_GOAL OF THE EXERCISE_
Quote the workplace burnout passage below word for word, in full.

_SOURCE DOCUMENT_
"""
Burnout, especially in the workplace, is a state of physical or emotional exhaustion, resulting from various work-related stressors. Like a battery that is drained and eventually loses its spark and stops working, burnout can leave a person feeling empty about their work, unmotivated, and sometimes depressed.

How do I know if I am “burning out”?

Early signs of workplace burnout include a noticeable decrease in motivation, energy, and enthusiasm in regards to work, coupled with feeling physically and emotionally exhausted, fatigued, and depleted. The person suffering from burnout may struggle with completing tasks; they may become more distracted, cynical, impatient, and less interested in what they are doing. They may dread the beginning of their workday, call off, and fail to do projects on time (or at all). They may find they are unable to regenerate and renew themselves after spending time in stressful work activities, and begin to disengage from co-workers. Many report stressful work conditions, with a sense they are helpless and hopeless that work-related change is possible. All of this results in feeling ineffective and meaningless in what was once a fulfilling job. If on Sunday night you dread going back to work on Monday morning, you may be burnt out.

Why does burnout happen?

Many jobs are stressful where employees find they are overloaded and overextended with tasks. We are people with a limited capacity. Our culture is not good at teaching the value of slowing down and resting; consequently, there are poor boundaries between work and personal life. Having little control in your actual work (such as lack of choice in regards to what, when, where, and how you do what you do) also adds to the process of burning out.
"""
_DATASET CONTENT_
"""
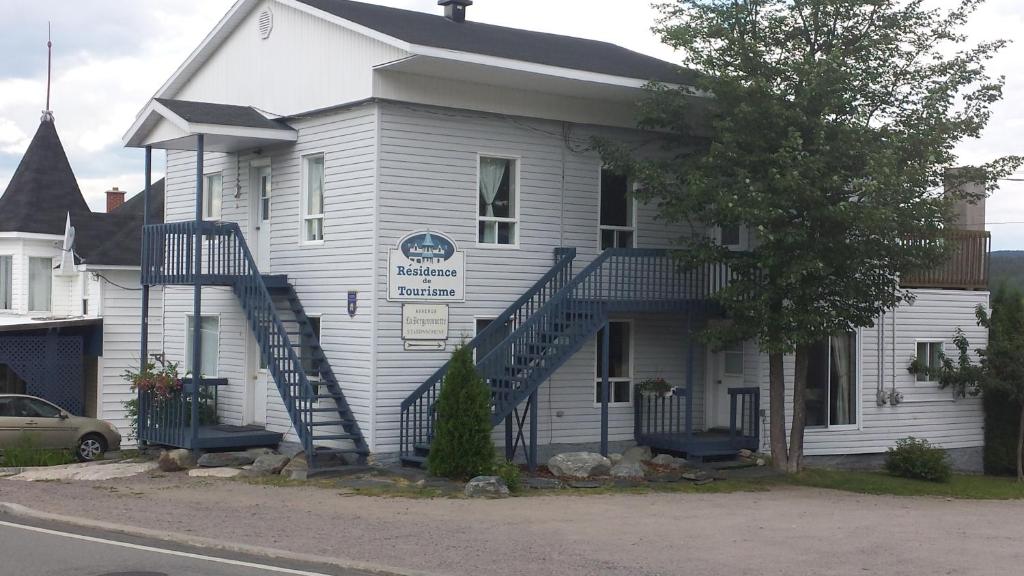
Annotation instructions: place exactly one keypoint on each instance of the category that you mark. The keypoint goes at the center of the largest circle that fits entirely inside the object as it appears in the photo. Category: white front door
"""
_WORKED ANSWER_
Burnout, especially in the workplace, is a state of physical or emotional exhaustion, resulting from various work-related stressors. Like a battery that is drained and eventually loses its spark and stops working, burnout can leave a person feeling empty about their work, unmotivated, and sometimes depressed.

How do I know if I am “burning out”?

Early signs of workplace burnout include a noticeable decrease in motivation, energy, and enthusiasm in regards to work, coupled with feeling physically and emotionally exhausted, fatigued, and depleted. The person suffering from burnout may struggle with completing tasks; they may become more distracted, cynical, impatient, and less interested in what they are doing. They may dread the beginning of their workday, call off, and fail to do projects on time (or at all). They may find they are unable to regenerate and renew themselves after spending time in stressful work activities, and begin to disengage from co-workers. Many report stressful work conditions, with a sense they are helpless and hopeless that work-related change is possible. All of this results in feeling ineffective and meaningless in what was once a fulfilling job. If on Sunday night you dread going back to work on Monday morning, you may be burnt out.

Why does burnout happen?

Many jobs are stressful where employees find they are overloaded and overextended with tasks. We are people with a limited capacity. Our culture is not good at teaching the value of slowing down and resting; consequently, there are poor boundaries between work and personal life. Having little control in your actual work (such as lack of choice in regards to what, when, where, and how you do what you do) also adds to the process of burning out.